- Provided passage -
%%

Tongue in cheek explanation of how the Fluid Drive proposal works using a spaceship, astronauts and Batman (Adam West version)


In fig 1 we have a spaceship in microgravity, inside are two astronauts (A and B) and a steel ball.

Fig 1


Astronaut A and astronaut B are at the forward and rear end of the spacecraft, if astronaut B pushes the steel ball at astronaut A with force F1 (red arrow) he will receive a counter force F2 (blue arrow) that will be transferred to the spacecraft



Fig 2


As the steel ball travels towards astronaut A with velocity V2 (fig 2) the spaceship is traveling in the +X direction at velocity V1.



Fig 3



The steel ball collides with astronaut A (no doubt he feels the force that is transferred to the spaceship) as their momentums are equal (momentum = velocity x mass) system (spaceship and all inside) returns to original velocity 0.



Fig 4


If astronaut A pushes the steel ball back at astronaut B (fig 4), when the ball collides with astronaut B the result will be the same (the spaceships velocity returns to 0), they can play all day but all the spaceship will do is wobble.


What happens if an air brake is activates when the steel ball is traveling from B to A?


Fig 5


When speeding towards astronaut A, the steel ball activates an air brake (fig 5) that increases the steel ball’s drag reducing its velocity from V2 to V3i, the spacecrafts V1 velocity is not affected (not very much).


Fig 6



When the steel ball collides with astronaut A, the spaceship’s momentum P1 is almost identical to instant illustrated in fig 3, but as the steel ball’s velocity has decreased from V3i to V3f its momentum p3 is less than momentum p1 and the force excreted by the steel ball on astronaut A (and the spaceship) is not sufficient to return the spaceship’s original velocity therefore it will gain velocity in the +X direction.

%%

- Required tasks -
**A)** Restate the paragraph in the spaceship explanation that begins "If astronaut A pushes the steel ball back" in a shorter form, keeping its main facts.
**B)** From the spaceship explanation, extract the passage that opens with "The steel ball collides with astronaut A (no" and runs through "do is wobble.".

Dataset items

%%

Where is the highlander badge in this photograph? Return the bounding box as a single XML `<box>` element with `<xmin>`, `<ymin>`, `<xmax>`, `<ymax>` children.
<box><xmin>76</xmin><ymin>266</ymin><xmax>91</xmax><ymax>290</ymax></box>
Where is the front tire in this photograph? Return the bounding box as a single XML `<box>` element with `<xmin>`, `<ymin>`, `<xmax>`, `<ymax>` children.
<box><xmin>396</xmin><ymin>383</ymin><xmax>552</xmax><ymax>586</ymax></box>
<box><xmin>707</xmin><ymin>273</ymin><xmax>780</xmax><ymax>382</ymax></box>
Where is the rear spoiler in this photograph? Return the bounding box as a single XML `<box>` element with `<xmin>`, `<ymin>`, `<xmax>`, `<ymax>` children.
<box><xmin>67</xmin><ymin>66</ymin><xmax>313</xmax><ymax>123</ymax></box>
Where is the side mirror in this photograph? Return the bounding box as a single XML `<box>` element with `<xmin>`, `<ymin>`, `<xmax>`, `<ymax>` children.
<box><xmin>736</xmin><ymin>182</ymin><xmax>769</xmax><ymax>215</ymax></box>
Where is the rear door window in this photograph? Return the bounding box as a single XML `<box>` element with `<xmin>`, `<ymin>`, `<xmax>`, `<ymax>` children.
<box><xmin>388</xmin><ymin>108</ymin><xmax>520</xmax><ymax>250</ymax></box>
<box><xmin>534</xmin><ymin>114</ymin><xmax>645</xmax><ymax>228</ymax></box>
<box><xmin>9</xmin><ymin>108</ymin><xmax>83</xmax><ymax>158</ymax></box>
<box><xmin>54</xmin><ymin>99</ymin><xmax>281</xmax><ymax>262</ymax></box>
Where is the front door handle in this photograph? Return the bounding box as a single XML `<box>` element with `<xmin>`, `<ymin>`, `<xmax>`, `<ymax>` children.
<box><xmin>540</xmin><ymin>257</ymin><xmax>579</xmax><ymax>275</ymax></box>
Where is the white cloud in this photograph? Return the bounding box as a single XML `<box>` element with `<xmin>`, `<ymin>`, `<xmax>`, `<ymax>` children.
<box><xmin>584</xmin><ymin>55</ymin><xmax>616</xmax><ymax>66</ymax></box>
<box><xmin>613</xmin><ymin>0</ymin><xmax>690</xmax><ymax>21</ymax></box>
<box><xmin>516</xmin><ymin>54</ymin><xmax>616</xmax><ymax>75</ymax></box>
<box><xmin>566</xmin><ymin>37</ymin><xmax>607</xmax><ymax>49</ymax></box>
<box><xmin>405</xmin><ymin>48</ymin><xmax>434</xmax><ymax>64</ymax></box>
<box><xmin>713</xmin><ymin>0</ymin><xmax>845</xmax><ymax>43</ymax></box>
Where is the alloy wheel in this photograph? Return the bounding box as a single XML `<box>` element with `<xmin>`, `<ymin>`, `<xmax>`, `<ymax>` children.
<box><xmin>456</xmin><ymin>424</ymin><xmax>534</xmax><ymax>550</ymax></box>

%%

- Results by task -
**A)** When astronaut A pushes the steel ball back to astronaut B, the ball's collision with B again brings the spaceship's velocity back to 0. The astronauts could keep this up all day, and the spaceship would only wobble.

**B)**
The steel ball collides with astronaut A (no doubt he feels the force that is transferred to the spaceship) as their momentums are equal (momentum = velocity x mass) system (spaceship and all inside) returns to original velocity 0.



Fig 4


If astronaut A pushes the steel ball back at astronaut B (fig 4), when the ball collides with astronaut B the result will be the same (the spaceships velocity returns to 0), they can play all day but all the spaceship will do is wobble.